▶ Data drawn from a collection
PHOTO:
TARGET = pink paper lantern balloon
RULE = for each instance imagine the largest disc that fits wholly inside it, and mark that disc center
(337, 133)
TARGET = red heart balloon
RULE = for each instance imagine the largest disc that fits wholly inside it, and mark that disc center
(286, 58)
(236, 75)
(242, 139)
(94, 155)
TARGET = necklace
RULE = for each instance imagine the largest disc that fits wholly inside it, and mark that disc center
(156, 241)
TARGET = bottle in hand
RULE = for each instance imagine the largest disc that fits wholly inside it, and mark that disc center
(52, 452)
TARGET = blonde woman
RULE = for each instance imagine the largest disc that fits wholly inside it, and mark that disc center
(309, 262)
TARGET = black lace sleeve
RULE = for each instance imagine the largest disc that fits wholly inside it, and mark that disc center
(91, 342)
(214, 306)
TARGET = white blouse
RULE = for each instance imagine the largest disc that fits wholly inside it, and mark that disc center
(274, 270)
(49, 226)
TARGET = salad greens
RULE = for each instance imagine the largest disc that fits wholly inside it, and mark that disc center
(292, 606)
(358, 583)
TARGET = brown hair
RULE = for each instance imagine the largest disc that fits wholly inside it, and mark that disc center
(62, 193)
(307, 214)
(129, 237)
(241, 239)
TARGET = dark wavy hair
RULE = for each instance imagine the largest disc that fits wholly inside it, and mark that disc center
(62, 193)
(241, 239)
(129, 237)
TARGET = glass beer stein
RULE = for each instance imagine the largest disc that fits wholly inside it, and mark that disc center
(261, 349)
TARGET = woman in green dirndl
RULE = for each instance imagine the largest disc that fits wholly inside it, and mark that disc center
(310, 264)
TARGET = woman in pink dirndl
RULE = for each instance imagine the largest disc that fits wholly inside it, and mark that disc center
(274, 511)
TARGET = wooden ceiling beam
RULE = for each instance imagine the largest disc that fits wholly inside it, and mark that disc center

▶ Your instructions
Copy all of the records above verbatim, line for line.

▶ Output below
PHOTO:
TARGET = pink paper lantern balloon
RULE = for each instance imagine the largest disc that fits wholly inside it, and mark that disc center
(337, 133)
TARGET = red heart balloon
RULE = for each instance imagine the largest disc that fits wholly inside it, and mark that disc center
(286, 58)
(236, 75)
(242, 139)
(94, 155)
TARGET = necklace
RULE = for each instance imagine the largest disc that fits wholly inside it, and mark that disc center
(156, 241)
TARGET = bottle in hand
RULE = for each instance imagine the largest disc that fits wholly inside it, and mark that disc center
(52, 452)
TARGET = blonde woman
RULE = for each instance imagine the largest disc that fits wholly inside it, and mark that disc center
(309, 262)
TARGET = black lace sleeve
RULE = for each instance imagine the largest disc that fits wholly inside it, and mark that disc center
(91, 342)
(214, 306)
TARGET = white blouse
RULE = for each instance imagine the largest disc that fits wholly inside it, and mark that disc center
(274, 270)
(49, 226)
TARGET = salad greens
RULE = for each instance imagine the largest disc that fits wholly inside it, and mark that disc center
(292, 606)
(358, 583)
TARGET = brown hair
RULE = for each instance imagine the largest disc that fits wholly inside it, and mark that disc center
(62, 193)
(307, 214)
(129, 237)
(241, 239)
TARGET = dark wavy hair
RULE = for each instance imagine the largest disc that fits wholly inside it, and mark that disc center
(62, 193)
(241, 239)
(129, 237)
TARGET = glass beer stein
RULE = for each instance imagine the largest disc that fits wholly inside it, and mark that disc center
(261, 349)
TARGET = woman in green dirndl
RULE = for each instance imagine the largest disc that fits wholly inside it, and mark that disc center
(310, 264)
TARGET = woman in pink dirndl
RULE = for each instance imagine the largest disc that fits wholly inside it, and mark that disc center
(274, 511)
TARGET = wooden ceiling beam
RULE = for each instance imagine the largest disc that fits wholly inside it, and mark that disc center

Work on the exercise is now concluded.